▶ **Data for this task**:
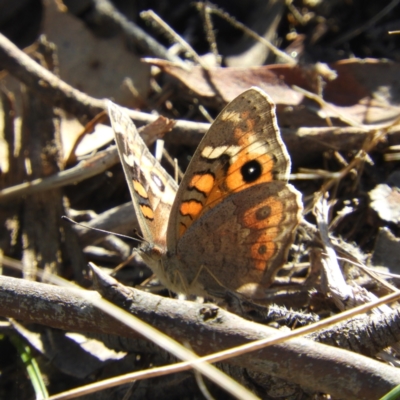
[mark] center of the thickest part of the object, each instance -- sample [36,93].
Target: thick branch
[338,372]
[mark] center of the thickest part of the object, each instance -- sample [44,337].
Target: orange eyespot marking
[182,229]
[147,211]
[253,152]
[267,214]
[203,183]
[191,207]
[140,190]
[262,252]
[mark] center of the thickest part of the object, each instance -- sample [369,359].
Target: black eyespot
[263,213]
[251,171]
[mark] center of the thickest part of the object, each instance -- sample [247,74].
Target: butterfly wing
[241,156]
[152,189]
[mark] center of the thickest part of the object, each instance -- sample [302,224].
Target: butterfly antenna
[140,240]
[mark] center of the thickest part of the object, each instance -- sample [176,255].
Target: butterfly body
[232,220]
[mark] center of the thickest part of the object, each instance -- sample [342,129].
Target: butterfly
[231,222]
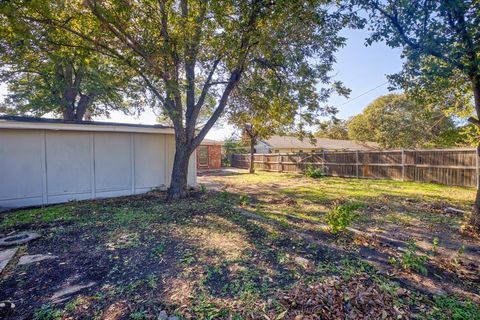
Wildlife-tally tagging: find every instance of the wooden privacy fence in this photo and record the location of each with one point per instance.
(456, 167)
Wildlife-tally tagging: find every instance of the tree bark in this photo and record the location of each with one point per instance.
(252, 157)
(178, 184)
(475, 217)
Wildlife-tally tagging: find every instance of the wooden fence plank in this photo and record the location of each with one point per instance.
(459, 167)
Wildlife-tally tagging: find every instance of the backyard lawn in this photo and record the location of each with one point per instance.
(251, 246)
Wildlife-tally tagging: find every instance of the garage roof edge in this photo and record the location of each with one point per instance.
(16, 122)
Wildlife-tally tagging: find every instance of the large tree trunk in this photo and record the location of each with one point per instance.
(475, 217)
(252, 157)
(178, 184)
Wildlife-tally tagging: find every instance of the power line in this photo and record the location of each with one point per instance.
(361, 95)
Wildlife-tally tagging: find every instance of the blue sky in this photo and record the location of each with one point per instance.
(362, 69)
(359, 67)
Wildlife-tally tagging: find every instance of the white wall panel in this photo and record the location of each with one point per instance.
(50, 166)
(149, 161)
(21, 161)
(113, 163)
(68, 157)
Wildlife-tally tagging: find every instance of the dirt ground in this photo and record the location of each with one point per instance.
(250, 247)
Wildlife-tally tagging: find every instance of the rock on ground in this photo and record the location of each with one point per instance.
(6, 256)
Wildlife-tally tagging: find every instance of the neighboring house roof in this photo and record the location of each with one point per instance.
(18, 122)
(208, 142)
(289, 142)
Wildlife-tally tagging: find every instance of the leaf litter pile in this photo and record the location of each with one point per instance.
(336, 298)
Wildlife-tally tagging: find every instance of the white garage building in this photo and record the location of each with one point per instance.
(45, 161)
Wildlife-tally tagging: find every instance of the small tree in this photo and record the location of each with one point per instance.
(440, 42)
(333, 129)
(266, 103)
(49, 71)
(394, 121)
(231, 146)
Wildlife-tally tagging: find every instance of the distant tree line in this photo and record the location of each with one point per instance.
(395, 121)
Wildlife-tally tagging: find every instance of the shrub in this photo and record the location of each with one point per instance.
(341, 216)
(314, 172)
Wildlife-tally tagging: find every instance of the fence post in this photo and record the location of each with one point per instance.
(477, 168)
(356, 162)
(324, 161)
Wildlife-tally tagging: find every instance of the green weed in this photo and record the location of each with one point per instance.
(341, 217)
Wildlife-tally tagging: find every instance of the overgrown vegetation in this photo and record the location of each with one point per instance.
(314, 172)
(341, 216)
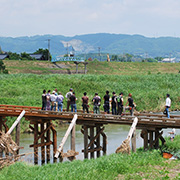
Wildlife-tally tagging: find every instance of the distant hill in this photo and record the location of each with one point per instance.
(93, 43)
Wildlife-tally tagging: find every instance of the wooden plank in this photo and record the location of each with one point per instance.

▶ **Set task**:
Locate "Wildlife-tally tagging: find every instance of the green" in the listing above, then print exactly the lines from that line through the final one, omitting all pictures.

▶ **Result**:
Wildlife-tally tagging: find every instance of the green weed in this photo and record the location of each with one point per instance.
(341, 217)
Wildlife-tally tagging: find every instance of the overgrown vegetation in this photo and record the location of each with one point per instance.
(314, 172)
(341, 216)
Wildlife-tally tagging: find every instance of the distant hill in this photo and record the location of each with one point per instance.
(93, 43)
Wildlife-tally tagging: find every instance of the wooden plank in this photo and record the location of each with one point per instance.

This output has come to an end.